EXCERPT PROVIDED:
# Dukeries Rally 2009, Nottingham



## james_RScos (Mar 13, 2006)

CheeRS James.


----------



## jimmy_b_84 (Jan 11, 2009)

some great pics there bit more action than mine.

great work might try to get to that one next time


----------



## Jim W (Feb 3, 2007)

Nice pics chap! Looks to have been a good day.


----------



## 03OKH (May 2, 2009)

Great pics :thumb:

Thanks for sharing.


----------



## Coxy914 (Jan 14, 2007)

cracking pics! thanks for posting them up :thumb:


----------



## james_RScos (Mar 13, 2006)

Cheers All.


----------



## james_RScos (Mar 13, 2006)

jimmy_b_84 said:


> some great pics there bit more action than mine.
> 
> great work might try to get to that one next time


Nottingham, Blidworth Bottoms and Sherwood pines Stages.... we host about three rallys a year on these stages and there all crackers, The Robin Hood is one to watch out for with alot more historics and more Mk1/2 escort than you can shack a stick at.

My photo's are from a remote location on the sherwood pines stages we park @ a place called limes cafe and take a 10 min walk to the stage, good thing is there's no one else apart from marshall and the od photographer around so you can pick your shots with out fighting with the crowds and other photographer trying to get that winning shot.

:thumb:


----------



## O`Neil (Aug 13, 2007)

All crackin` pics James :thumb:

I like the location of the first corner, Limes Cafe, I`ll remember that one for next year.

Here`s a few of mine, a bit average though


----------



## pooma (Apr 12, 2008)

Cracking photos, thanks for sharing.


----------



## timthetinyhorse (May 25, 2009)

some good pics there, looks a good rally


----------



## andye (Apr 15, 2007)

Great pics :thumb:


----------



## NeilG40 (Jan 1, 2009)

Can I ask what length lenses you use, I'm thinking about having a go at some rally photography? At the moment for my canon 450d I've got the standard 18-55 kit lens, a canon 50mm 1.8 and a sigma 70-300mm 4-5.6

Something like the Dukeries isn't too far away from me, in fact I've marshalled on it and various others in the distant past.


----------



## james_RScos (Mar 13, 2006)

NeilG40 said:


> Can I ask what length lenses you use, I'm thinking about having a go at some rally photography? At the moment for my canon 450d I've got the standard 18-55 kit lens, a canon 50mm 1.8 and a sigma 70-300mm 4-5.6
> 
> Something like the Dukeries isn't too far away from me, in fact I've marshalled on it and various others in the distant past.

RAW DATA:
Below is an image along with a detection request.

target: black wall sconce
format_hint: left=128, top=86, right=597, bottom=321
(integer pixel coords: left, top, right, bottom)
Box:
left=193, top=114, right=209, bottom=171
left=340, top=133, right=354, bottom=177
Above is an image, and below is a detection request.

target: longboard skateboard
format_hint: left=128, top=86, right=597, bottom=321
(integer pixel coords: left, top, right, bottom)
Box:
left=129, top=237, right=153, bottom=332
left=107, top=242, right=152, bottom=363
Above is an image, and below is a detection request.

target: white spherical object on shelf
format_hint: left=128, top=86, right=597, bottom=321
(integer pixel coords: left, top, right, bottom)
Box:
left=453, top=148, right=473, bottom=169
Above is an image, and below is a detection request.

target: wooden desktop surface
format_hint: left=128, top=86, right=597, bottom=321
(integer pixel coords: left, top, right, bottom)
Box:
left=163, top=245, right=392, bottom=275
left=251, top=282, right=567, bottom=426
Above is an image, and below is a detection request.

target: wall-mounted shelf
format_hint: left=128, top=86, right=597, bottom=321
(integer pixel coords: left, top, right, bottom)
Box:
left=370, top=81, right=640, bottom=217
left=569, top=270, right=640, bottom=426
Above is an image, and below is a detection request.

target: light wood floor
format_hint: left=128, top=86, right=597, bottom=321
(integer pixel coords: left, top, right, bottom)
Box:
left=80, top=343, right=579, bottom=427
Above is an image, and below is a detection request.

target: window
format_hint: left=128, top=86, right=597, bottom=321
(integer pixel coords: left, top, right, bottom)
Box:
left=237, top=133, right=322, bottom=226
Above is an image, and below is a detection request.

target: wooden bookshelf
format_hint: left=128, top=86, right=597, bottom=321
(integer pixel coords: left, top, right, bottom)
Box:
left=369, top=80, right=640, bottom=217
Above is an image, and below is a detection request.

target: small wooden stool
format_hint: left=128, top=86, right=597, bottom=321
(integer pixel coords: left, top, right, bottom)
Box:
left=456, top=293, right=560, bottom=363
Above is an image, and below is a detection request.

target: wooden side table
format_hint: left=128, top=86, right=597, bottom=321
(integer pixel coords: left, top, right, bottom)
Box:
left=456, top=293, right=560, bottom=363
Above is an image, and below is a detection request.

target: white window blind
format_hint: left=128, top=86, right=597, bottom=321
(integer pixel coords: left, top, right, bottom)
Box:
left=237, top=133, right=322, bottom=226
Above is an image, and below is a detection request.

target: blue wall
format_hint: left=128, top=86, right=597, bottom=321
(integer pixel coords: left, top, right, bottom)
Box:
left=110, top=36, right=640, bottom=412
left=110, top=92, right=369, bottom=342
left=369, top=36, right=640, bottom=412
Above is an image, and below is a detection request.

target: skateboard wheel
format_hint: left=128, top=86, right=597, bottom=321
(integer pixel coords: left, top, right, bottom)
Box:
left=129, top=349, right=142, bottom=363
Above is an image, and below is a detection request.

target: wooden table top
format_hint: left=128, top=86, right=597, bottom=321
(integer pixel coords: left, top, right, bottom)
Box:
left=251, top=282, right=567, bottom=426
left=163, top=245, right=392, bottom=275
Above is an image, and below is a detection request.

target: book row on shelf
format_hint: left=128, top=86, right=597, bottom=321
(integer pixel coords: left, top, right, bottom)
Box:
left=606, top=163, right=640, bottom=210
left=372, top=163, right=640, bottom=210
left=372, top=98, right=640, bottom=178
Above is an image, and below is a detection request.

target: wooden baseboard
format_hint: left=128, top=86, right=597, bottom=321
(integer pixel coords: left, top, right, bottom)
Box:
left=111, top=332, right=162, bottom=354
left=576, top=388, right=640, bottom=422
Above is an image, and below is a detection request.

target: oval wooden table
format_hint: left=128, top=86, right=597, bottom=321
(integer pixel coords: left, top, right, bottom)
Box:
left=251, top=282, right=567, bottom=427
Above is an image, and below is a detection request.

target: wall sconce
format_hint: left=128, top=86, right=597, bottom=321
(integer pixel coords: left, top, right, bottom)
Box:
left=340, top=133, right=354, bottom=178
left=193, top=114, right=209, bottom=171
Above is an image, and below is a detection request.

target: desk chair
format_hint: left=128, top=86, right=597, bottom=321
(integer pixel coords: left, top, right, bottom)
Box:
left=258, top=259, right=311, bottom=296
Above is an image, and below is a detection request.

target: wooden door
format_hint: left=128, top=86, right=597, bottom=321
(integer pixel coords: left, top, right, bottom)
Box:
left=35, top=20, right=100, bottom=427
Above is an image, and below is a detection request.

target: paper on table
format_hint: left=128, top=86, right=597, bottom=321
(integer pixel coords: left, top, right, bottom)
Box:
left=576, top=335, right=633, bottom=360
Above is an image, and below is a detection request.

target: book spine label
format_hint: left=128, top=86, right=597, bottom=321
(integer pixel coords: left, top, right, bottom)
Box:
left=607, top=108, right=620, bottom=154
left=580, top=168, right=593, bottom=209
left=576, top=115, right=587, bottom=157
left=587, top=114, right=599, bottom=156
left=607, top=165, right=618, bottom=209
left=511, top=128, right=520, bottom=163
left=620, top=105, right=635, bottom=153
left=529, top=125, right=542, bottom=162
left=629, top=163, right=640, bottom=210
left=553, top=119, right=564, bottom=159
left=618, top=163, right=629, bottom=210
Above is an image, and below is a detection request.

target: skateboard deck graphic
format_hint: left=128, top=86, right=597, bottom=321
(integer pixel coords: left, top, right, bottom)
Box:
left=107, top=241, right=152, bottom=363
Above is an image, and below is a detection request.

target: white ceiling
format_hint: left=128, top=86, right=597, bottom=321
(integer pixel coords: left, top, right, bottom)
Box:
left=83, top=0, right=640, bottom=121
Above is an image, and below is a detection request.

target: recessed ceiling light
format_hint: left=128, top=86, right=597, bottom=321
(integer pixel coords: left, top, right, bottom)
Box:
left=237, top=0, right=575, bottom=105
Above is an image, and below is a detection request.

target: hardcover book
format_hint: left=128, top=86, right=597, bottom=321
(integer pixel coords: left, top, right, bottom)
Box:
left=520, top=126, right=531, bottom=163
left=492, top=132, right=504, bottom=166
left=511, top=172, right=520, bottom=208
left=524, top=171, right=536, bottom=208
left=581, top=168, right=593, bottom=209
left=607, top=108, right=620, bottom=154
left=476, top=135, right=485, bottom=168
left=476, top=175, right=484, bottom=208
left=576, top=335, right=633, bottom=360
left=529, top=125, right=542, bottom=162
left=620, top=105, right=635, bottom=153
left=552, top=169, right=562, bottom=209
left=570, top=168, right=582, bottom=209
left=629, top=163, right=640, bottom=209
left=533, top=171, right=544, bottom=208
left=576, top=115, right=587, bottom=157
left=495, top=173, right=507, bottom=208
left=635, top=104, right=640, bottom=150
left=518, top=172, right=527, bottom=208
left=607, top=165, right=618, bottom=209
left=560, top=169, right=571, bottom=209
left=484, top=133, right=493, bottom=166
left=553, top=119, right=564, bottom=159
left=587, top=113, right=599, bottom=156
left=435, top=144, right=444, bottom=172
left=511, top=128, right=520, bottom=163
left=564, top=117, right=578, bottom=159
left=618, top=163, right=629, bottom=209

PROBLEM 1: From the Dukeries Rally thread, reproduce the text between "Nottingham, Blidworth Bottoms" and "that winning shot.", inclusive.
PROBLEM 2: Continue the Dukeries Rally thread from the point where it ends.

EXERCISE RESULT 1:
Nottingham, Blidworth Bottoms and Sherwood pines Stages.... we host about three rallys a year on these stages and there all crackers, The Robin Hood is one to watch out for with alot more historics and more Mk1/2 escort than you can shack a stick at.

My photo's are from a remote location on the sherwood pines stages we park @ a place called limes cafe and take a 10 min walk to the stage, good thing is there's no one else apart from marshall and the od photographer around so you can pick your shots with out fighting with the crowds and other photographer trying to get that winning shot.

EXERCISE RESULT 2:
Hi mate,

All the Photo's in this post are taken with my 100mm - 400mm Canon IS USM L series on my first 400D, your 70 - 300 sigma is more than man enough for the job the only place i have an advantage is my glasses are better inside the lense giving me a better quality photo + my lense will be quicker focusing, i also have two different stages of IS i can choose from, 1 is for normal all over Image stabelization and the 2nd is up and down stabelization for panning(specially for moving subjects like cars).

Iv got a Sigma 70 - 300, i started with that before my 100 - 400 canon, if you have £1500.00 laying around go for it but its alot of money.

My second 400D has my walk around lens on for closer work on hair pins and apex's of corners thats a 18mm - 75mm Canon IS USM.

If you only have one camera i would choose a lens for the day and stick with it, dont swop at event because of dust NOT GOOD!!!

I have two cameras so i can work the best of my two choosen lenses at events and it stops me having to change lens and get dust in the camera!!

Hope that helps.:thumb:


----------



## james_RScos (Mar 13, 2006)

O`Neil said:


> All crackin` pics James :thumb:
> 
> I like the location of the first corner, Limes Cafe, I`ll remember that one for next year.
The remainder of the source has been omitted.